Starting at the line that contains "Task: point: the lawn" and running through the final line of the material below, lay out those lines as a numbered list, leaving out any blank lines.
--- Start of EXCERPTED RECORDS ---
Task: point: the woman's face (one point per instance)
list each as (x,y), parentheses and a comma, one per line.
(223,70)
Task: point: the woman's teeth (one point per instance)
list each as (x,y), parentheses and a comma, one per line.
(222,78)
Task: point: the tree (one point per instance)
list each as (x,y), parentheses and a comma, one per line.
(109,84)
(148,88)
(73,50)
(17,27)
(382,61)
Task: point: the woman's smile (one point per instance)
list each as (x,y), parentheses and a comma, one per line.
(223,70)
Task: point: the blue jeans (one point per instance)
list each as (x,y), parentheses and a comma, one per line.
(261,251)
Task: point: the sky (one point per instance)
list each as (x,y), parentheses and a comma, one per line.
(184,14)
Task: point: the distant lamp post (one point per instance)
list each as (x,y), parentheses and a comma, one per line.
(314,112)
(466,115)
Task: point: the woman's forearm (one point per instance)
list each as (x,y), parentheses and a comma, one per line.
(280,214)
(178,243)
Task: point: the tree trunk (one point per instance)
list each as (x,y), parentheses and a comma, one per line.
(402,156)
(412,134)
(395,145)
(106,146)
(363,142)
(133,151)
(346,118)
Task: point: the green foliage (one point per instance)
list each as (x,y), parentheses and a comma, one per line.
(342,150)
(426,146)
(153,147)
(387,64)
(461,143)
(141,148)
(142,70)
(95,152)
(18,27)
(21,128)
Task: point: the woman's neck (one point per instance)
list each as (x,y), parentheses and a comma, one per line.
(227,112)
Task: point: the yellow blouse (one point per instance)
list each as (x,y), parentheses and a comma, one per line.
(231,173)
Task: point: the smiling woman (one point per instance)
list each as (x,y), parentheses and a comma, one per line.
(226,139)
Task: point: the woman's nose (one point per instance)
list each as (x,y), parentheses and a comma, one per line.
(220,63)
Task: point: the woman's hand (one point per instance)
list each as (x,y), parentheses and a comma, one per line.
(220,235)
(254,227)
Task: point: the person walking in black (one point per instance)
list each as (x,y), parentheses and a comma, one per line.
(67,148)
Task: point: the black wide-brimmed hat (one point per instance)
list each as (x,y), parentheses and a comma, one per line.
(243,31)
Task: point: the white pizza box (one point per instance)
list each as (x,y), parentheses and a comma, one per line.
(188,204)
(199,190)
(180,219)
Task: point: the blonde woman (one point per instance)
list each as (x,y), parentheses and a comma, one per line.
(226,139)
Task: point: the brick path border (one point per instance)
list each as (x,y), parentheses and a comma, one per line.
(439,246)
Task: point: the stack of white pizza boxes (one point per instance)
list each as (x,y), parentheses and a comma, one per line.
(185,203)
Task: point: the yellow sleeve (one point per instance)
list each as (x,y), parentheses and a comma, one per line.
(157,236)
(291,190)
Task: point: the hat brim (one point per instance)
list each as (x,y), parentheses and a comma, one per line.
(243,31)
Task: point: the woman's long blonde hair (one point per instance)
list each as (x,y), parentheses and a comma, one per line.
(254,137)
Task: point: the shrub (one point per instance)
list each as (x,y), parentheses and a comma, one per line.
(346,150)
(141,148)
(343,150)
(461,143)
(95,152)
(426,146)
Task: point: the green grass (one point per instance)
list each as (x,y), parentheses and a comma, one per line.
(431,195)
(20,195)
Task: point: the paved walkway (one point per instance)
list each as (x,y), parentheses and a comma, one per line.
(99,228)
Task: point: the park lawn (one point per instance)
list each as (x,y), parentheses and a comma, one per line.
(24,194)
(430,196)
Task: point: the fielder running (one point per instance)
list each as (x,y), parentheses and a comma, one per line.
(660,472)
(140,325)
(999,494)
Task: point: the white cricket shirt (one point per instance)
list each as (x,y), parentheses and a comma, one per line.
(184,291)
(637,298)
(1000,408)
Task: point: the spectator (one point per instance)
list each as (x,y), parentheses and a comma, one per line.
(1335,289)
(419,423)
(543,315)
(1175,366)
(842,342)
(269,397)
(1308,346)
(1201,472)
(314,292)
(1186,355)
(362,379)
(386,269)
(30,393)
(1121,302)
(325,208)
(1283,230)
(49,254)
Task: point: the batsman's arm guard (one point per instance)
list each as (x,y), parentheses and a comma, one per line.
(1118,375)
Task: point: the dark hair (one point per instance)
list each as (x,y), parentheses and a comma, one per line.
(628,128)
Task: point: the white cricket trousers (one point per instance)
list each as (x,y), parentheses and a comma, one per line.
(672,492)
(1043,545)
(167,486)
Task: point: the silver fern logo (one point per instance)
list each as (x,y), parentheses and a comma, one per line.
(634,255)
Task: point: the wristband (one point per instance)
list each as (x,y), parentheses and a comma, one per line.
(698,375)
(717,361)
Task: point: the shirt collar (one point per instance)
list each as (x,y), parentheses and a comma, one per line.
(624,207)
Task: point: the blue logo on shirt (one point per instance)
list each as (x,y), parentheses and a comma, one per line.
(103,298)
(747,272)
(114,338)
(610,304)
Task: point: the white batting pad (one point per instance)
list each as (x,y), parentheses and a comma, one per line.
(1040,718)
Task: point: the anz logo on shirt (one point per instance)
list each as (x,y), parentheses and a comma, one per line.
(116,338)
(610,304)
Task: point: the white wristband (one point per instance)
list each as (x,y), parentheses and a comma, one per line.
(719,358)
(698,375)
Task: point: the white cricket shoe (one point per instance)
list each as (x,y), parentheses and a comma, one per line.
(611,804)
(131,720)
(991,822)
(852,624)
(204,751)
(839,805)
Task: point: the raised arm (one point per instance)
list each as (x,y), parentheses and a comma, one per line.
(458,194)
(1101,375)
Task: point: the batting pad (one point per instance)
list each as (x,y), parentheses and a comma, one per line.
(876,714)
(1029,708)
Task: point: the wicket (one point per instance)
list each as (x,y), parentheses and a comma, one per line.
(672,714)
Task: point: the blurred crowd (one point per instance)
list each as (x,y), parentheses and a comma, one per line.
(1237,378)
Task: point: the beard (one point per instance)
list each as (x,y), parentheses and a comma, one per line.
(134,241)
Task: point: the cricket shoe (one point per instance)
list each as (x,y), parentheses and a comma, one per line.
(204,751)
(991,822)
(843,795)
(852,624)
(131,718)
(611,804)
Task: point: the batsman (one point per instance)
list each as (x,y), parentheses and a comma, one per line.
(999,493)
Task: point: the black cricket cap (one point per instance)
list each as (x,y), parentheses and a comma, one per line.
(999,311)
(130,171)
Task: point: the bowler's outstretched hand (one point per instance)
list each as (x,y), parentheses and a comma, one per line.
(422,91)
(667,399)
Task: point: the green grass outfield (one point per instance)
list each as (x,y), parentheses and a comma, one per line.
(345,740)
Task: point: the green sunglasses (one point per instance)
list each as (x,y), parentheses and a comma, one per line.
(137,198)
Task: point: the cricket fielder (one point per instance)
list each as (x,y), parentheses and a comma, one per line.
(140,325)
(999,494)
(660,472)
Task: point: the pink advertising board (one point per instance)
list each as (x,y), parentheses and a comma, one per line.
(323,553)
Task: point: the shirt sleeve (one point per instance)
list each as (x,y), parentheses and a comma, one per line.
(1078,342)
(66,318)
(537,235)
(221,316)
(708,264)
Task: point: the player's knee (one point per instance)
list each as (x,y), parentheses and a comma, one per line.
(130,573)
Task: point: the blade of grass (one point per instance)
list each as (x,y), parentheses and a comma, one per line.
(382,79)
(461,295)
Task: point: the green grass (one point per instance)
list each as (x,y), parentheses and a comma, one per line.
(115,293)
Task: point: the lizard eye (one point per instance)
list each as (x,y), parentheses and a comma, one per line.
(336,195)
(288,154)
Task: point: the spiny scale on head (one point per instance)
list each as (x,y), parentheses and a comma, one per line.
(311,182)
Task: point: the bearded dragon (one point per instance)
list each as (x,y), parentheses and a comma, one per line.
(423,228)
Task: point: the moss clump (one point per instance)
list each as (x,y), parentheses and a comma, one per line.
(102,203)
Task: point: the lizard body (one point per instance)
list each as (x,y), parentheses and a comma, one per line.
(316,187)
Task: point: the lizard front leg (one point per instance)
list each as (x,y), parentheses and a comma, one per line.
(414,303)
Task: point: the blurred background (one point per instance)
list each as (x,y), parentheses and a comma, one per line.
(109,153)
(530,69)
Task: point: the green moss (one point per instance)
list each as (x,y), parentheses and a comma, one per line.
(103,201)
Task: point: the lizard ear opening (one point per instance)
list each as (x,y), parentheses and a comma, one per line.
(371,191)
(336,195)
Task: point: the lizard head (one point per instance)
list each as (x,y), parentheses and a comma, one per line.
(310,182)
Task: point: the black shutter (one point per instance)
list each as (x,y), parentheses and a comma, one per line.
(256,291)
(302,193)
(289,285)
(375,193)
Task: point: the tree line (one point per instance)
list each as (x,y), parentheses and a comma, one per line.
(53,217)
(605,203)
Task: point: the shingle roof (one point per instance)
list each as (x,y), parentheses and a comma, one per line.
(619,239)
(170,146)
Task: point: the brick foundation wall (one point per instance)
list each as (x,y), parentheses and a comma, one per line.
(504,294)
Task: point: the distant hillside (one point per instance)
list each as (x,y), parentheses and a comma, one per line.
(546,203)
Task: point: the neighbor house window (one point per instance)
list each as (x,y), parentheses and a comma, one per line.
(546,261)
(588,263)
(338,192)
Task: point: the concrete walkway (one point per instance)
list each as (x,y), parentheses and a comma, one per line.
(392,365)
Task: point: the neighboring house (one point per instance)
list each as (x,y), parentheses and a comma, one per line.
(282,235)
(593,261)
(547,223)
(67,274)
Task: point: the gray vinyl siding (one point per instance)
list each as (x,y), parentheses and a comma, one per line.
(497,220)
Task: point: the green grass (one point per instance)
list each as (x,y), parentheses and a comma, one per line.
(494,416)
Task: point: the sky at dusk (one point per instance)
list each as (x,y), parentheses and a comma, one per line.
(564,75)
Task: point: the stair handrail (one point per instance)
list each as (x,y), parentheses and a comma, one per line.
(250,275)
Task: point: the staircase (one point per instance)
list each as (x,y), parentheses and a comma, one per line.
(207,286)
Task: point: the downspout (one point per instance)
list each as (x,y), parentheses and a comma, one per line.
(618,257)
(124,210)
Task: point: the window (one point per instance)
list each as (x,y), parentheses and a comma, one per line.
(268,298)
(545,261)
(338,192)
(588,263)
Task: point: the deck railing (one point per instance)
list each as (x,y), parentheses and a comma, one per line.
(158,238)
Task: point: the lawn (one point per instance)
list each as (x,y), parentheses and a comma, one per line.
--- End of EXCERPTED RECORDS ---
__WORKED ANSWER__
1. Task: point: the lawn (one point per instance)
2. list each as (x,y), parentheses and a comma, one per line.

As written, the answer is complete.